◆ **Given exercise**:
Copy the material below word for word, leaving out the pictures.

◆ **Task inputs**:
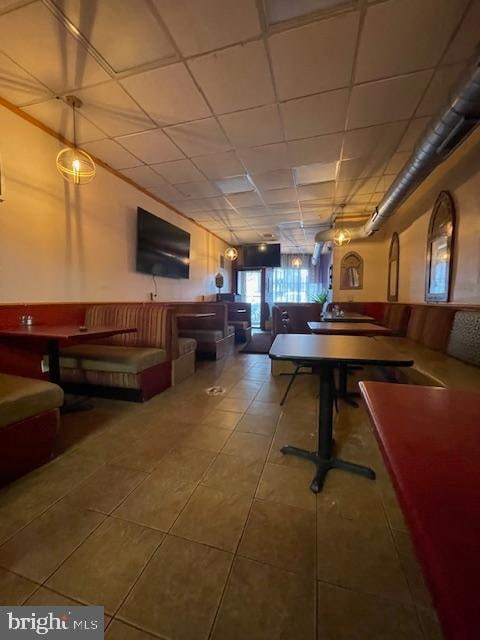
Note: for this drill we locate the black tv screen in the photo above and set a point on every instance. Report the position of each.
(162, 248)
(261, 255)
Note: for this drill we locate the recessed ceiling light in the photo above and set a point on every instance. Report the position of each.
(235, 184)
(314, 173)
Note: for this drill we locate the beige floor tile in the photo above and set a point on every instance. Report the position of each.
(238, 405)
(207, 438)
(350, 615)
(222, 419)
(179, 591)
(105, 489)
(359, 555)
(263, 425)
(250, 446)
(106, 565)
(38, 549)
(264, 602)
(234, 474)
(288, 485)
(214, 517)
(14, 590)
(120, 631)
(280, 535)
(157, 502)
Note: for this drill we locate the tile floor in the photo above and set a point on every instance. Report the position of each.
(182, 518)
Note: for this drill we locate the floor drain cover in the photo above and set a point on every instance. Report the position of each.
(215, 391)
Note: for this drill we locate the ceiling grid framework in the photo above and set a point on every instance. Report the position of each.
(258, 117)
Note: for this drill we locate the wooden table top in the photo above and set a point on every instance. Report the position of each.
(62, 332)
(430, 438)
(353, 349)
(347, 316)
(348, 328)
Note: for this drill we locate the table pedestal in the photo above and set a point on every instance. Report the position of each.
(323, 458)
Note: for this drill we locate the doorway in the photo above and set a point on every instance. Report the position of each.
(250, 287)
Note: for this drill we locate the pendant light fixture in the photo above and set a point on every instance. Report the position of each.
(231, 253)
(75, 165)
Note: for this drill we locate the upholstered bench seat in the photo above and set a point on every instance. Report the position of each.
(22, 398)
(104, 357)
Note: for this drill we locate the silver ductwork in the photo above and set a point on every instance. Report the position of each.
(442, 137)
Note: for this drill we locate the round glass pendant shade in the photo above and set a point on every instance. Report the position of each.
(341, 237)
(231, 253)
(75, 165)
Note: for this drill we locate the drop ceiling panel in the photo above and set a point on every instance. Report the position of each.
(58, 116)
(253, 127)
(168, 95)
(116, 29)
(400, 36)
(220, 165)
(112, 153)
(34, 38)
(17, 86)
(266, 158)
(203, 25)
(151, 147)
(235, 78)
(112, 110)
(315, 115)
(178, 171)
(199, 138)
(386, 100)
(302, 58)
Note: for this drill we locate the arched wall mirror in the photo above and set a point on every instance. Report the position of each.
(440, 242)
(351, 271)
(393, 269)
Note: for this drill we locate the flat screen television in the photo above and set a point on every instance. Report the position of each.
(162, 248)
(261, 255)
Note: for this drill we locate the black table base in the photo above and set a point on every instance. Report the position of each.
(323, 458)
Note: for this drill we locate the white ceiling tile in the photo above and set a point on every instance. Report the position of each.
(441, 90)
(203, 189)
(299, 56)
(280, 179)
(379, 141)
(34, 38)
(151, 146)
(319, 149)
(178, 171)
(400, 36)
(465, 42)
(266, 158)
(58, 116)
(397, 162)
(199, 138)
(315, 115)
(253, 127)
(17, 86)
(411, 136)
(235, 78)
(280, 196)
(112, 153)
(116, 29)
(203, 25)
(110, 108)
(220, 165)
(386, 100)
(363, 167)
(235, 184)
(168, 95)
(322, 190)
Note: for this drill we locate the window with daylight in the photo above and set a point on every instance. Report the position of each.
(297, 280)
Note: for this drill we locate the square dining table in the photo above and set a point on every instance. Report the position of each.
(324, 354)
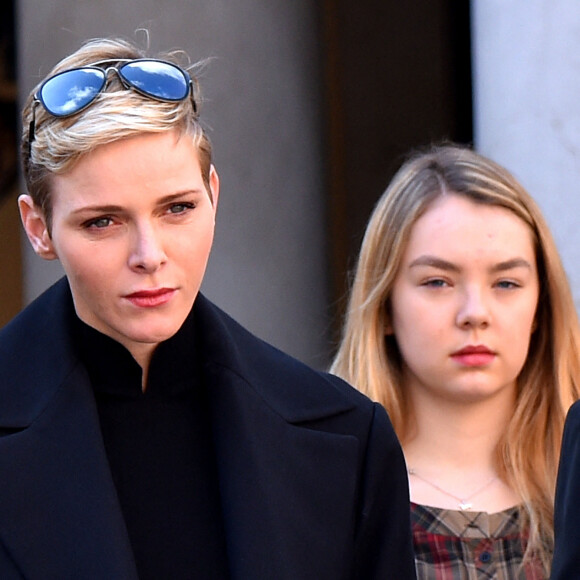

◆ **In response**:
Note: for this drill we locate the black tv screen in the photo above and set a point on every instance. Report the position of each.
(162, 248)
(261, 255)
Note: for this drill we locate the recessed ceiling light in the photo above and set a point on every instance. Report the position of each.
(235, 184)
(314, 173)
Note: for this drill we locate the beige floor tile in the photo above and set a point on every instance. Report the position of each.
(238, 405)
(207, 438)
(350, 615)
(222, 419)
(179, 591)
(105, 489)
(359, 555)
(263, 425)
(250, 446)
(106, 565)
(38, 549)
(264, 602)
(234, 474)
(288, 485)
(214, 517)
(14, 590)
(120, 631)
(280, 535)
(157, 502)
Note: for this drill we locate the tile floor in the photo above and set a point on every instance. Report the position of each.
(182, 518)
Note: for this drill we locate the floor drain cover in the photo above and set a point on every instance. Report the position of each.
(215, 391)
Note: for this drill we locate the ceiling grid framework in the photo above and set a point on every instance. Report the position of each.
(258, 117)
Note: for this drill we locate the wooden table top in the photo above and set a point on every instance. Report the position of each.
(62, 332)
(430, 438)
(353, 349)
(347, 316)
(348, 328)
Note: for this drill we locate the table pedestal in the photo above and set a point on every instance. Report the position of each.
(323, 458)
Note: for this drill we locate the doorway in the photo above and set a point on every instance. Report the position of each.
(250, 287)
Note: for this drill we locate the pendant light fixture in the photo above and set a point on every instance. Report the position of each.
(231, 253)
(75, 165)
Note: for this drill we locate the upholstered bench seat in the photo above and set a point on every instance. Report the position of each.
(22, 398)
(104, 357)
Note: for this drill we locate the silver ductwork in the photo above and set a point on every instance. Report the position of each.
(442, 137)
Note: for this drill we locate the round glass pendant shade in the photo above and set a point on every instance. Report the position of each.
(341, 237)
(231, 253)
(75, 165)
Note: for this drill we locate the drop ceiling panel in the photo above and set a point on every instance. Report the position of each.
(58, 116)
(253, 127)
(168, 95)
(116, 29)
(400, 36)
(220, 165)
(112, 153)
(34, 38)
(17, 86)
(266, 158)
(203, 25)
(151, 147)
(235, 78)
(112, 110)
(315, 115)
(178, 171)
(199, 138)
(386, 100)
(302, 58)
Note: for this drill we locate the arched wall mirror in the photo above and set a point on every instance. Report the position of each.
(440, 242)
(351, 271)
(393, 269)
Note: for this drill we locate the flat screen television in the photo above and set a point on every instance. Report the position of each.
(162, 248)
(261, 255)
Note: for this drill we locate the black table base in the photo above and set a point on every instance. Report the position of each.
(323, 458)
Note: for this drill we locate the white ceiling tile in the photo above and set a point on every instance. Report the position of each.
(441, 90)
(203, 189)
(299, 56)
(280, 179)
(379, 141)
(34, 38)
(151, 146)
(319, 149)
(178, 171)
(400, 36)
(465, 42)
(266, 158)
(58, 116)
(397, 162)
(199, 138)
(315, 115)
(253, 127)
(17, 86)
(411, 136)
(235, 78)
(280, 196)
(112, 153)
(116, 29)
(203, 25)
(110, 108)
(220, 165)
(386, 100)
(363, 167)
(235, 184)
(168, 95)
(322, 190)
Note: for this drill we locate the window with daylight in the photo above and set a point on every instance. Report the position of each.
(297, 280)
Note: for this drill we locate the square dining table in the photo above and set a point on every instance. Report the position of each.
(324, 354)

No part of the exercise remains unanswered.